** Exercise **
In the account of growing up in a family of eight children below, how many loaves of bread did the mother make each day from Monday through Friday?

** Source **
--- begin ---
Definitely yes.  My parents raised eight kids on next to nothing.  My dad was a farmer at heart but had to work off the farm as a finish carpenter to keep everything going.  We raised almost all our own food between the garden and animals.  We bottled what we raised to get us through the winter and we grew crops that we harvested to feed the livestock through the winters.  Every fall my dad went hunting and game was a regular item on our dinner table.  My mother sewed most our clothes.  I don't remember ever having a store bought dress until I went to high school.  She also made four loaves of bread every day Monday thru Friday.  She took Saturday and Sunday off from bread making.  My parents never had debt.  They lived with my grandparents for years while my dad built our house.  He always said that he was on the "pay as you go" plan.  If we didn't have the money for it we didn't do it.  Our entertainment was going to the mountains to maintain the reservoirs and canals that brought irrigation water into the valley.  We'd pack a lunch, climb in the back of the pickup truck, and head up into the hills.   My dad could fix almost anything and what he couldn't do he'd bartered with people that wanted him to do carpentry work.  My mother worked until she had baby number five and then went back to work ten years later when number eight was five.  They taught us to work hard, live within our means, be kind, help others, and have fun.  All of us realize how blessed we have been to be raised by such good steady decent hardworking people.
--- end ---
** Data extract **
--- begin ---
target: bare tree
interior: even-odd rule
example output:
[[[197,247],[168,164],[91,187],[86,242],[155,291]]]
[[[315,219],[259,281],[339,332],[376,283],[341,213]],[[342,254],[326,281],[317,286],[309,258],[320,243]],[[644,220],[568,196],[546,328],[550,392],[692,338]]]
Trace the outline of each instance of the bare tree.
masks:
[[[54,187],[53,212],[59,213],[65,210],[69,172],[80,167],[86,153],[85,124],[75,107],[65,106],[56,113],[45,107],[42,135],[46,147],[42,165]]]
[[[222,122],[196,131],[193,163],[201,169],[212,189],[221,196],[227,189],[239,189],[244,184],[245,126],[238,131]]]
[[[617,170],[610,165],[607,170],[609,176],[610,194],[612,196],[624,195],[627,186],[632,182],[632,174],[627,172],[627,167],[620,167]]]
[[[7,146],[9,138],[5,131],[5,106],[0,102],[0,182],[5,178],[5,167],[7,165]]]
--- end ---
** Answer in full **
Four loaves.